▶ _Short task A_
Give again, word for word, everything in the course description from "The syllabus will" down to "a seminar format.".
────
CS257-Programming with Concurrency
Fall
2005
Plan of study
CS 257 will study concurrency from a programming-language perspective:
design, application, and implementation.
Emphasis will be on three kinds of material:
- The evolution of language features for
concurrency,
from shared memory through message passing to transactions
- Implementation techiques for concurrent
languages,
including what goes wrong when you have a multiprocessor
- Analysis and checking tools for finding bugs in
concurrent programs
We will also venture briefly into theory and applications of
concurrent languages.
The syllabus will be approximately as follows:
- In September, early models of concurrency and their implementation
- In October, message passing:
language features, applications, implementation, and modelling
- In November, atomicity:
atomic instructions, atomic sequences, atomicity in type systems and
checkers, and atomicity as a language feature (transactions)
- In December, semantics:
ugly truths about real machines and why things go wrong,
how it may be possible to fix them,
beautiful mathematical models of concurrency
A new, improved schedule is online.
CS 257 will be run in a seminar format.
Participants will meet twice weekly; once for
90 minutes and once for about two hours.
Most
meetings will be devoted to presentation and discussion of papers
chosen from the professional literature, although background lectures will be
given from time to time as needed.
Expectations
Because the course is based on discussion of papers, class
participation is paramount.
────
▶ _Short task B_
Transcribe all of the rows of labeled boxes below, keeping every character the same.

Records of labeled boxes:
────
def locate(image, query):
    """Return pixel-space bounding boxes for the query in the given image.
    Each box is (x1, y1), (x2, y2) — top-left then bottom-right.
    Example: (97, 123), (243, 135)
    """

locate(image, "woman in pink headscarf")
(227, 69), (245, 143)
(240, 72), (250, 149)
────
▶ _Written reply A_
The syllabus will be approximately as follows:
- In September, early models of concurrency and their implementation
- In October, message passing:
language features, applications, implementation, and modelling
- In November, atomicity:
atomic instructions, atomic sequences, atomicity in type systems and
checkers, and atomicity as a language feature (transactions)
- In December, semantics:
ugly truths about real machines and why things go wrong,
how it may be possible to fix them,
beautiful mathematical models of concurrency
A new, improved schedule is online.
CS 257 will be run in a seminar format.

▶ _Written reply B_
def locate(image, query):
    """Return pixel-space bounding boxes for the query in the given image.
    Each box is (x1, y1), (x2, y2) — top-left then bottom-right.
    Example: (97, 123), (243, 135)
    """

locate(image, "woman in pink headscarf")
(227, 69), (245, 143)
(240, 72), (250, 149)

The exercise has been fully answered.